[Provided entries Boundary: Start]

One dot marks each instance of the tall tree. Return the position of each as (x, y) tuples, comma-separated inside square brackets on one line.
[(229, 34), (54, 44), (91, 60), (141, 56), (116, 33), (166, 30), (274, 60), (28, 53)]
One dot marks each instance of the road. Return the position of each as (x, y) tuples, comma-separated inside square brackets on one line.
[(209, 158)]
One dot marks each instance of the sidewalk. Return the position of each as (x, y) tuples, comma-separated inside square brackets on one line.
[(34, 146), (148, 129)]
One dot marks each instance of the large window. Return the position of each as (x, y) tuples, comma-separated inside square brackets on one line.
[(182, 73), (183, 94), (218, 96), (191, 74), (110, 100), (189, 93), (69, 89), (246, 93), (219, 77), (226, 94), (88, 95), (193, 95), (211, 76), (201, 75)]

[Provided entries Boundary: End]

What you should do:
Each line from the one containing "One dot marks each instance of the large" to the last line above must be returned exactly, and no line outside that range.

Written reply:
One dot marks each instance of the large window. Return the position of each as (x, y) tuples, comma-separated inside square brackets on one line.
[(182, 73), (183, 94), (218, 96), (191, 74), (110, 100), (189, 93), (69, 89), (246, 93), (219, 77), (226, 94), (88, 95), (193, 95), (211, 76), (201, 75)]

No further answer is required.